Show every line of the material below that contains the string "leaf".

═══ Dataset entries ═══

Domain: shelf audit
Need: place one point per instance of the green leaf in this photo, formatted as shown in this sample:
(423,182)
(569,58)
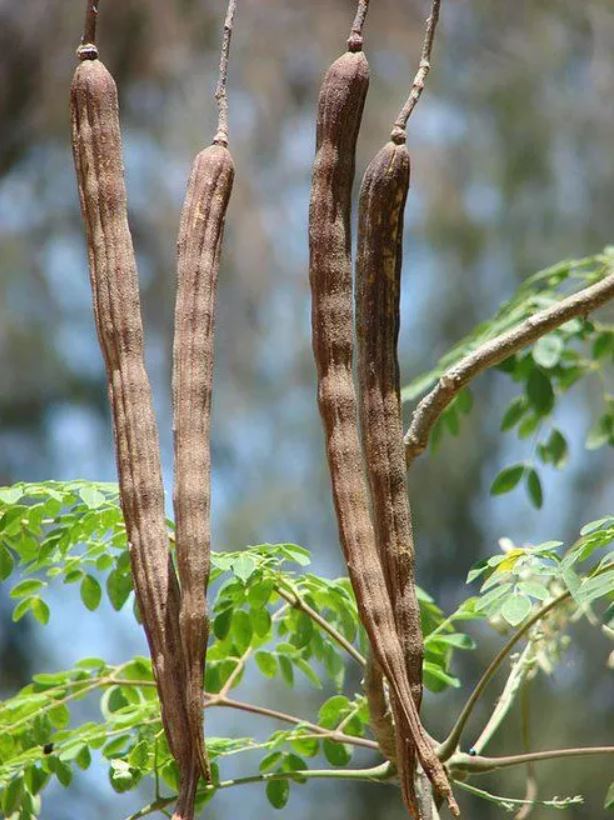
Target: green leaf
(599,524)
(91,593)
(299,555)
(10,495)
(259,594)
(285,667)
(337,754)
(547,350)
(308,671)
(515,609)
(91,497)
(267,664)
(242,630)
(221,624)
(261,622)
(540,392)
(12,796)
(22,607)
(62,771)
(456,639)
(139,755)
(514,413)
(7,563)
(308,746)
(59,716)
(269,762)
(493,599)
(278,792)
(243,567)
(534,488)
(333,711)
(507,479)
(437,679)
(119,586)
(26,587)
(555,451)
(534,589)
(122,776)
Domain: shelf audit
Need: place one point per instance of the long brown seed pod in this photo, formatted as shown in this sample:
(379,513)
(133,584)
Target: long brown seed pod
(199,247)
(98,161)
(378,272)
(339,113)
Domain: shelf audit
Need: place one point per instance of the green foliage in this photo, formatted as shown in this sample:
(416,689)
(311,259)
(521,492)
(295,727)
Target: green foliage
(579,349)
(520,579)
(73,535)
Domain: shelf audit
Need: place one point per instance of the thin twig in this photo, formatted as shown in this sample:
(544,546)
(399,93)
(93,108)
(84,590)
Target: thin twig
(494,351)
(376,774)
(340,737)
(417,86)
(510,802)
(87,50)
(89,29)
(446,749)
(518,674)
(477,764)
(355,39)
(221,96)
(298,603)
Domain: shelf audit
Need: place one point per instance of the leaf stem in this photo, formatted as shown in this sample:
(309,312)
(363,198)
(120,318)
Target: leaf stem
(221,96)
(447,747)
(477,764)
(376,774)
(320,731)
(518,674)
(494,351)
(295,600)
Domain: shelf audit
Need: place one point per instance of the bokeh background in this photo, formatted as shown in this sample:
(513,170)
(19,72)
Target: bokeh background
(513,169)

═══
═══ Dataset entries ═══

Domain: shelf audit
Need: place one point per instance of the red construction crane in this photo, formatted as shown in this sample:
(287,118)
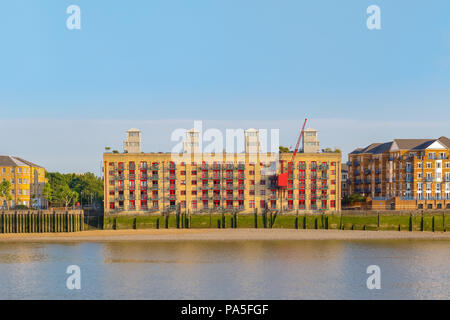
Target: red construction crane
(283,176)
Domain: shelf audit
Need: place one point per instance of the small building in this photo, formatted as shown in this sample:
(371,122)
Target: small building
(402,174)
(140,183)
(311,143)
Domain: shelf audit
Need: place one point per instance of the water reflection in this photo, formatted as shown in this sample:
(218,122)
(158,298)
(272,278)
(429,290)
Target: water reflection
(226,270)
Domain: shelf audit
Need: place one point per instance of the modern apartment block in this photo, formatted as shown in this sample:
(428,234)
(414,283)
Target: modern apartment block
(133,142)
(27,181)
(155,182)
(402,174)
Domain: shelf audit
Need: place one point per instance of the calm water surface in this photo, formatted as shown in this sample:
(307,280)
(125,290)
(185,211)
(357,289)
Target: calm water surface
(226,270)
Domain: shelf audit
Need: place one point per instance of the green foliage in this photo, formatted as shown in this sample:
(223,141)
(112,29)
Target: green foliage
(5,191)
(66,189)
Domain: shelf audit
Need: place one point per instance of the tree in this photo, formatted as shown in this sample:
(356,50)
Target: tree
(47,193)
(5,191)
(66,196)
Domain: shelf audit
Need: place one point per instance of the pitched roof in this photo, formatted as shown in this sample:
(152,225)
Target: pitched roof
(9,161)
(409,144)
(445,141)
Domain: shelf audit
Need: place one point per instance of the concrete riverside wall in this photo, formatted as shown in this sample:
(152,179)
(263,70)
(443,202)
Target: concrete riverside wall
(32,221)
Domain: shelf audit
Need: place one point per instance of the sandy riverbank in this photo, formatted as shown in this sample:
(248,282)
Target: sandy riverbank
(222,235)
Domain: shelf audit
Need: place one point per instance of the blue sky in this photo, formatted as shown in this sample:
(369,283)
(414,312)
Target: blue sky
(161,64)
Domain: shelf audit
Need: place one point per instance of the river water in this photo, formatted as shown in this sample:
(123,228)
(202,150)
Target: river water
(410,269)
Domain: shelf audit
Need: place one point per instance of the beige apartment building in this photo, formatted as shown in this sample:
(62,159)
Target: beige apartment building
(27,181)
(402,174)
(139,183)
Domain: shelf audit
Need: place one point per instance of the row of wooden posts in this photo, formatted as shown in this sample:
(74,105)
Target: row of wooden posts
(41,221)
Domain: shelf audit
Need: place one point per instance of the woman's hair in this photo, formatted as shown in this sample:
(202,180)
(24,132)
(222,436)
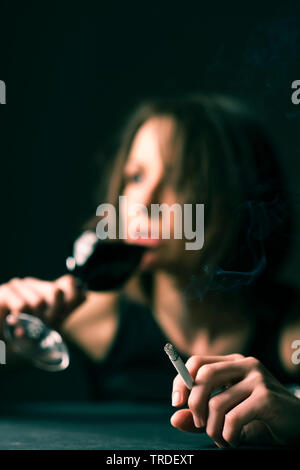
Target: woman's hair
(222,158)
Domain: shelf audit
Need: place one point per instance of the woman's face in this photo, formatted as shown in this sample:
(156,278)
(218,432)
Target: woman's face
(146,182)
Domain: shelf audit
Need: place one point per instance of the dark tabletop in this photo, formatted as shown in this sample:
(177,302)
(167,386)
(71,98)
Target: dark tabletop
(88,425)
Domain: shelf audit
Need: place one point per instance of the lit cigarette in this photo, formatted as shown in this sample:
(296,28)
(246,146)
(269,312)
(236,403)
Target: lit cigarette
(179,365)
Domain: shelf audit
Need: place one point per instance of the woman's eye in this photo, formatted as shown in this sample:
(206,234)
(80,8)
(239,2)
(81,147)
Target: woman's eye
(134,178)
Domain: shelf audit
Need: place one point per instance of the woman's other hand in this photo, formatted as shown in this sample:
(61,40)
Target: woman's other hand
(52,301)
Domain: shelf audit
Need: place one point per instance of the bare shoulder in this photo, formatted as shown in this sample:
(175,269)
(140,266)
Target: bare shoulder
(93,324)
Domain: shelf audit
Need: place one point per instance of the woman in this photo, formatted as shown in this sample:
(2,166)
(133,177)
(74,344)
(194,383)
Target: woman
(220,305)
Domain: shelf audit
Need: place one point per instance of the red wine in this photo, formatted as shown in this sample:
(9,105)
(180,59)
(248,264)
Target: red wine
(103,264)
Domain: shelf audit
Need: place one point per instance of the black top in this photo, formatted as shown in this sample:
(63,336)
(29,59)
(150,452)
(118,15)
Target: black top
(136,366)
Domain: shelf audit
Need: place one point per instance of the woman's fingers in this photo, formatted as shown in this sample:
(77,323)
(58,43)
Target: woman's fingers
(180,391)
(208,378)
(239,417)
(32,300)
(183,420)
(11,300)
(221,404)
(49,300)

═══

- Exercise answer -
Need: place one point per instance of the green leaf in this photo, formatted as shown in this sample:
Target: green leaf
Need: place one point per instance of the leaf stem in this photo, formatted as shown in this sample:
Target: leaf stem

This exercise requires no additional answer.